WHAT YOU WILL DO: Please write out the entries below again, substituting "green shrub" for each "green bush" and leaving everything else as it is.

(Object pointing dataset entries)
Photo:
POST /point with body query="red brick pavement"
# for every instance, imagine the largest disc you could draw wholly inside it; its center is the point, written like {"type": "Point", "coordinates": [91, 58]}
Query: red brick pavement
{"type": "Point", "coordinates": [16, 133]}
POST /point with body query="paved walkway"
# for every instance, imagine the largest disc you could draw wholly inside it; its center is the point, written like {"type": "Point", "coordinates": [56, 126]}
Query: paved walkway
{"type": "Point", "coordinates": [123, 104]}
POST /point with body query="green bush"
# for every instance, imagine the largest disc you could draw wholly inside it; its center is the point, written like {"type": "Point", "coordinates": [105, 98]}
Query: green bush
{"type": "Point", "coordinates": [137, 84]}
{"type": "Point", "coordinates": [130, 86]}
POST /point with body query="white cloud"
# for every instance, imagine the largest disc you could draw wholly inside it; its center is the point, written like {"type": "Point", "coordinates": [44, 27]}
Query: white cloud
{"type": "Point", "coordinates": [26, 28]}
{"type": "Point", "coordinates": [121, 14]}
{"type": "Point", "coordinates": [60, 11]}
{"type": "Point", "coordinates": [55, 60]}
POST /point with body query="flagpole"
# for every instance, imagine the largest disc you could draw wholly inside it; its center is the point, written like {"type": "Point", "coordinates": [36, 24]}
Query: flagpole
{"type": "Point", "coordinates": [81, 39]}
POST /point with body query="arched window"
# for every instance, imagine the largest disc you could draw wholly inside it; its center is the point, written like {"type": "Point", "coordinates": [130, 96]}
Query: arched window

FINISHED EXERCISE:
Photo:
POST /point with body query="red brick pavement"
# for every instance, imagine the largest disc you could draw wholly inside it; its center is the point, written like {"type": "Point", "coordinates": [91, 58]}
Query: red brick pavement
{"type": "Point", "coordinates": [16, 133]}
POST /point with body query="paved walkway"
# for every instance, imagine the largest disc you could draw wholly inside it; its center is the point, written like {"type": "Point", "coordinates": [56, 126]}
Query: paved walkway
{"type": "Point", "coordinates": [123, 104]}
POST /point with body query="green shrub"
# for every instance, imagine the largest disc you could draw wholly inside it; its center is the point, written like {"type": "Point", "coordinates": [105, 98]}
Query: green shrub
{"type": "Point", "coordinates": [137, 84]}
{"type": "Point", "coordinates": [130, 86]}
POST /point with body query="white cloud"
# for every instance, imagine the largest disc you could draw wholly inside it; its center is the point, written like {"type": "Point", "coordinates": [44, 27]}
Query: white cloud
{"type": "Point", "coordinates": [26, 28]}
{"type": "Point", "coordinates": [121, 14]}
{"type": "Point", "coordinates": [60, 11]}
{"type": "Point", "coordinates": [55, 60]}
POST /point with body query="flagpole"
# for every instance, imagine the largest disc you could draw wholly inside it; its center is the point, written like {"type": "Point", "coordinates": [36, 24]}
Query: flagpole
{"type": "Point", "coordinates": [81, 39]}
POST /point with body query="arched window"
# for every instance, imagine the largest disc you could draw wholly inside it; its center is the point, written like {"type": "Point", "coordinates": [130, 96]}
Query: arched window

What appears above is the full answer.